Dataset entries
::::::

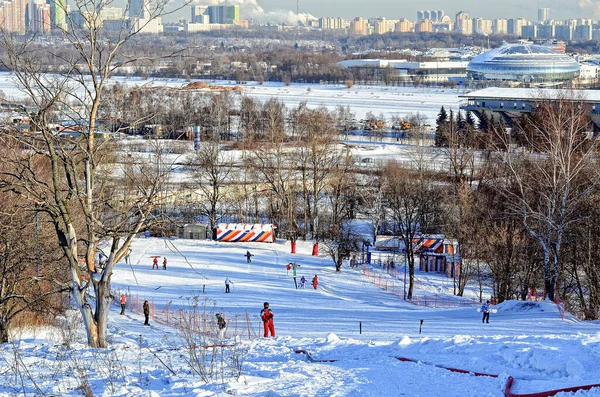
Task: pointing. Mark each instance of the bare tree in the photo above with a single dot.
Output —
(547, 186)
(212, 168)
(82, 187)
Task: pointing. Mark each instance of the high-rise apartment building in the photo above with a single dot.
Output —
(359, 27)
(224, 14)
(432, 15)
(515, 26)
(500, 26)
(404, 25)
(563, 32)
(58, 14)
(199, 14)
(424, 26)
(12, 15)
(37, 16)
(137, 9)
(546, 31)
(529, 31)
(463, 24)
(331, 23)
(482, 26)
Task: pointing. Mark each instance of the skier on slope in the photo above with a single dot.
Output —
(267, 316)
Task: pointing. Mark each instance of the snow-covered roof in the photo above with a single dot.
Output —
(533, 94)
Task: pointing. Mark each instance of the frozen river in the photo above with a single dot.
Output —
(389, 101)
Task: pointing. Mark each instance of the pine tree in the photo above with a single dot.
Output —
(442, 128)
(469, 120)
(484, 122)
(460, 121)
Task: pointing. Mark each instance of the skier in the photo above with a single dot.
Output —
(267, 316)
(485, 309)
(146, 311)
(221, 324)
(123, 303)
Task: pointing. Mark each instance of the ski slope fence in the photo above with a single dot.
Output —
(399, 288)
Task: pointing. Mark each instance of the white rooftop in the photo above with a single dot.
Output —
(534, 93)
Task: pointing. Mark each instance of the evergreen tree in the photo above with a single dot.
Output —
(460, 121)
(441, 128)
(469, 120)
(484, 122)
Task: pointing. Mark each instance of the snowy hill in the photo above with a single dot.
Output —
(360, 331)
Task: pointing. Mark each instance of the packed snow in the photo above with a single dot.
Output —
(389, 101)
(353, 329)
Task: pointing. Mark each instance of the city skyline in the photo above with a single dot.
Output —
(394, 9)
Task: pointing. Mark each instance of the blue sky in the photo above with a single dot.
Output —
(393, 9)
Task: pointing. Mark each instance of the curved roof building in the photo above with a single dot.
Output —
(526, 63)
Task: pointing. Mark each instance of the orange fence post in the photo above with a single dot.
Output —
(248, 324)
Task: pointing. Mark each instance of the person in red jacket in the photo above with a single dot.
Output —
(267, 316)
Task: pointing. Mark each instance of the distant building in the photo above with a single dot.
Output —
(463, 24)
(524, 63)
(500, 26)
(482, 26)
(37, 17)
(515, 26)
(427, 72)
(543, 14)
(404, 25)
(359, 27)
(137, 9)
(424, 26)
(331, 23)
(12, 16)
(224, 14)
(58, 14)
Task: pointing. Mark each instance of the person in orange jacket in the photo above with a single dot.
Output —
(123, 303)
(267, 316)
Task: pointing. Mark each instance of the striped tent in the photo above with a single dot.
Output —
(245, 232)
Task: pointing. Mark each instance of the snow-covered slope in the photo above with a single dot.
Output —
(347, 319)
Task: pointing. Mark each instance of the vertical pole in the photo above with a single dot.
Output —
(37, 239)
(405, 265)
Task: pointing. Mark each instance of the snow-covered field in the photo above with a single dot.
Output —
(388, 101)
(527, 340)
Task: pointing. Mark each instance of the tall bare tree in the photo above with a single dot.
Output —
(548, 184)
(86, 204)
(212, 168)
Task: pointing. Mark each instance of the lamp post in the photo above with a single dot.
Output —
(405, 265)
(37, 241)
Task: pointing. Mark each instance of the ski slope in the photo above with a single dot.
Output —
(527, 340)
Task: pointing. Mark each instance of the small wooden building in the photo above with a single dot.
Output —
(438, 254)
(197, 231)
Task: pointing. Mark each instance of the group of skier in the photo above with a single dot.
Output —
(155, 263)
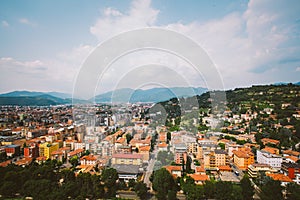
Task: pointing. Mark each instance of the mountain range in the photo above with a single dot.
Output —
(29, 98)
(150, 95)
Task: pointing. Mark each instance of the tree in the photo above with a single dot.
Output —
(188, 164)
(209, 189)
(128, 138)
(247, 188)
(222, 145)
(74, 161)
(237, 192)
(271, 190)
(141, 190)
(196, 193)
(109, 176)
(168, 136)
(293, 191)
(223, 190)
(162, 183)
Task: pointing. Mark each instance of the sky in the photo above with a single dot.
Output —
(43, 44)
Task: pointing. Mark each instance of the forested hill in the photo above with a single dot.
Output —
(240, 100)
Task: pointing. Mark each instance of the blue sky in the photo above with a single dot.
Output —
(43, 43)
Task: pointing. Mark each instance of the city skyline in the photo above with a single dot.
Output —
(45, 43)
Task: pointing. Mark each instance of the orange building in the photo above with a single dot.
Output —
(243, 158)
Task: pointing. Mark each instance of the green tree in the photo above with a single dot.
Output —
(196, 193)
(271, 190)
(223, 190)
(141, 190)
(74, 161)
(209, 190)
(247, 188)
(168, 136)
(109, 176)
(128, 138)
(237, 192)
(222, 145)
(188, 164)
(293, 191)
(162, 183)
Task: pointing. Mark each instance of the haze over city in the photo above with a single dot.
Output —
(43, 44)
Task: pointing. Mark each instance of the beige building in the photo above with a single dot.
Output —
(127, 159)
(255, 169)
(215, 158)
(243, 158)
(47, 148)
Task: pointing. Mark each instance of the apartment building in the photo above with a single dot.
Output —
(243, 158)
(264, 157)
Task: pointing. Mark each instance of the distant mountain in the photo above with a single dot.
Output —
(27, 98)
(42, 100)
(150, 95)
(60, 95)
(33, 94)
(284, 83)
(21, 94)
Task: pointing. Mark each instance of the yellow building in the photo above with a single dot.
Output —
(215, 158)
(243, 158)
(47, 148)
(127, 159)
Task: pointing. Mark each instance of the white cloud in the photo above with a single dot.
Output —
(247, 47)
(4, 23)
(27, 22)
(112, 22)
(244, 46)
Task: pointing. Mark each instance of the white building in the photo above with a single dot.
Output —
(264, 157)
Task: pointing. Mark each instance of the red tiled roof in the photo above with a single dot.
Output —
(280, 177)
(89, 157)
(171, 168)
(199, 177)
(127, 156)
(5, 163)
(77, 151)
(144, 148)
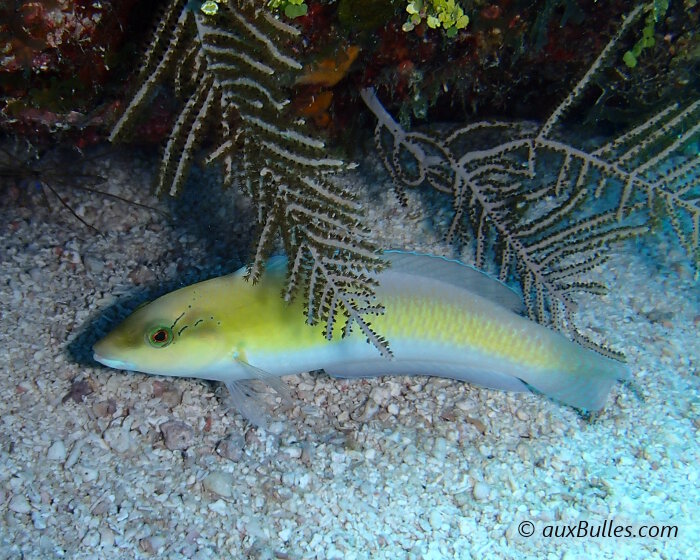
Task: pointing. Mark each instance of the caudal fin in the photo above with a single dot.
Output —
(584, 382)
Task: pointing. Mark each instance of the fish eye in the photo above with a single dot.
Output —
(160, 337)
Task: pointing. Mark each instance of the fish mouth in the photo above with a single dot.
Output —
(110, 362)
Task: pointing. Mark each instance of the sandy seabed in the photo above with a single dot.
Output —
(97, 463)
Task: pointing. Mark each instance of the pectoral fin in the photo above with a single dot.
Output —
(250, 402)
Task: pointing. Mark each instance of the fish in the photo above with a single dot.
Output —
(442, 318)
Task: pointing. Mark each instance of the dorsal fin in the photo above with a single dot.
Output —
(457, 273)
(274, 265)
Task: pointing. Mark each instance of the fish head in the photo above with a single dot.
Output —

::::::

● **ACTIVITY**
Take exactly the lines from the one containing "Task: pointing. Mark each instance of the person in red" through the one containing "Task: pointing. Mark each instance of the distant building" in the data above, and output them with nothing added.

● **RESPONSE FOR THIS EXERCISE**
Task: pointing. Mark each instance of the person in red jacket in the photo above with a single dot.
Output —
(267, 316)
Task: pointing. Mark each instance of the distant building in the photo above with a single dot.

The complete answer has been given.